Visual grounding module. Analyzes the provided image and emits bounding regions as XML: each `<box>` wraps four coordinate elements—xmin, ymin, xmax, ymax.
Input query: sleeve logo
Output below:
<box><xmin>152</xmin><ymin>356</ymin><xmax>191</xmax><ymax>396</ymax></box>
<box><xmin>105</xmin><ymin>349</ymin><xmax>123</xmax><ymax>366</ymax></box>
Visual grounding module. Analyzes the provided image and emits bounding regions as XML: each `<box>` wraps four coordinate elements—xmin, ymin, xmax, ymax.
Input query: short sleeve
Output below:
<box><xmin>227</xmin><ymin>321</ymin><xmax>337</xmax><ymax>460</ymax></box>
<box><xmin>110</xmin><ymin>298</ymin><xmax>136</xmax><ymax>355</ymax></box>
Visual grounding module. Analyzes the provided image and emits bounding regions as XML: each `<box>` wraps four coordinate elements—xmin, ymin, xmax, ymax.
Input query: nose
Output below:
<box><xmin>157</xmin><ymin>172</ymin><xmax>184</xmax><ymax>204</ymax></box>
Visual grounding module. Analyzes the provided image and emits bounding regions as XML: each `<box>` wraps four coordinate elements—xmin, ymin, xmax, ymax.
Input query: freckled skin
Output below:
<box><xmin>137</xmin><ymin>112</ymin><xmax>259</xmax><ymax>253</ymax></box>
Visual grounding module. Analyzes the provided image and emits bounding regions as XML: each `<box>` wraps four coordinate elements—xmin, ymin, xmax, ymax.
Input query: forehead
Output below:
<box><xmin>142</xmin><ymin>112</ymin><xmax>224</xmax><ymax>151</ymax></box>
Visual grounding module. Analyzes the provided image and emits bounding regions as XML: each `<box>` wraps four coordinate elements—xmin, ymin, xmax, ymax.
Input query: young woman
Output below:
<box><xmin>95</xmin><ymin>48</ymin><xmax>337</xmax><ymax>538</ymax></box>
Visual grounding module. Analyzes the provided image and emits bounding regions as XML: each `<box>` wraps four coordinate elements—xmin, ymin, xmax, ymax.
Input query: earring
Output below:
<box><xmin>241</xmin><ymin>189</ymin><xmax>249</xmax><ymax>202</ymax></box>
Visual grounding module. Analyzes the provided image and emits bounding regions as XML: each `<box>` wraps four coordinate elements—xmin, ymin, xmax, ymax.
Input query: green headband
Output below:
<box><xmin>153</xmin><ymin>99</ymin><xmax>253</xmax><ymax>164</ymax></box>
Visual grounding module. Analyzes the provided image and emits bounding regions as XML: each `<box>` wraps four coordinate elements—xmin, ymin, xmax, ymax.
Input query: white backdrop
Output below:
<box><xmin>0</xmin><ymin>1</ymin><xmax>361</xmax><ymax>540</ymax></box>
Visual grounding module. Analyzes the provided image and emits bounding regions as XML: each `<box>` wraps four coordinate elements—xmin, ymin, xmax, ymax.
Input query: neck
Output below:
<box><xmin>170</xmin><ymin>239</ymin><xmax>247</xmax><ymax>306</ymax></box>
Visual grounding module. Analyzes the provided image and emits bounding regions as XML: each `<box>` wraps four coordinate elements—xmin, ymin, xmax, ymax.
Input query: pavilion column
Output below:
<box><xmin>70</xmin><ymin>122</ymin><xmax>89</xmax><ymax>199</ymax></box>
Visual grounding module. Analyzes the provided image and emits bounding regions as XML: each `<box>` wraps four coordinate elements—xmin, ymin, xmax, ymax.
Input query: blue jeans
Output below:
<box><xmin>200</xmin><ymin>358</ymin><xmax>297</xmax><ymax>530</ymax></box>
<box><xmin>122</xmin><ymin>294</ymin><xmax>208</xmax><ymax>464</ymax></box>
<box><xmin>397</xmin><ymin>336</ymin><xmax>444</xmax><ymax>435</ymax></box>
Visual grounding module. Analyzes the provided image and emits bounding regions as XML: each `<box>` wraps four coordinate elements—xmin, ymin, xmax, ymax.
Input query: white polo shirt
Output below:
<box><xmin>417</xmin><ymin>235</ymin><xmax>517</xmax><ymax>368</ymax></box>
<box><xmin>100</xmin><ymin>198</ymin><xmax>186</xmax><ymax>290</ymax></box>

PROBLEM TO SOLVE » Count the lines in the records above that contain the word "white", and give only the number.

ANSWER » 2